**Page extract:**
For months, the radical young Muslim convert had been waging war online, championing violent jihad from his computer in Northern Virginia.

Zachary Adam Chesser often wrote scathingly about people who voiced support for the mujaheddin but who made no move to join them. The fact that he remained safely in the United States clearly troubled him as 2009 gave way to 2010.

In March, Chesser begged the fighters already abroad to "not forget those of us who have lagged behind."

"Your fingers glide over cold steel whilst mine merely grace the empty plastic of my keyboard," the 20-year-old white suburbanite posted to his Web site, themujihadblog. "If I die in this land then what will I say to Allah? 'O Allah I was just going to wait until the mujahideen reached America. I swear I would have joined them, but they took too long.' "

Chesser, who pleaded guilty in federal court Oct. 20 to supporting Somali terrorists and threatening the creators of "South Park" for mocking the prophet Muhammad, hadn't been a Muslim long. He converted to Islam in 2008, soon after graduating from Oakton High School in Fairfax County.

His emergence online as a Muslim extremist followed at warp speed. By the time federal agents arrested him in July for trying to travel to Somalia and join the Islamist insurgent group al-Shabab, he'd gone from breakdancing high school kid to bearded radical in little more than two years.

**Required work:**
A) Answer these questions using the excerpt about Zachary Adam Chesser:
(i) What high school did Chesser graduate from?
(ii) What was the name of the Web site he posted to?
(iii) Which group was he trying to join when federal agents arrested him in July?
B) Repeat the passage of the excerpt about Zachary Adam Chesser between "Zachary Adam Chesser" and "way to 2010.", inclusive.

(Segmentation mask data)
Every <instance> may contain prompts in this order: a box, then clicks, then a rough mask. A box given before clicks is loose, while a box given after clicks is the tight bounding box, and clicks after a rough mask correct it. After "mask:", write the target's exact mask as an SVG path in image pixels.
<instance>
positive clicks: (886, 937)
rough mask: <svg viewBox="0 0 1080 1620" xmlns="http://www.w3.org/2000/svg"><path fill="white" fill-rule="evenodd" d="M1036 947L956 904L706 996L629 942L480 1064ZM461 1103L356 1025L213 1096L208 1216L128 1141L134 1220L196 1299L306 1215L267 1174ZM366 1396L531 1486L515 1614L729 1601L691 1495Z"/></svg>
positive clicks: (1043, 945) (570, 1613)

**Answers by item:**
A)
(i) Oakton High School in Fairfax County.
(ii) themujihadblog.
(iii) al-Shabab.

B)
Zachary Adam Chesser often wrote scathingly about people who voiced support for the mujaheddin but who made no move to join them. The fact that he remained safely in the United States clearly troubled him as 2009 gave way to 2010.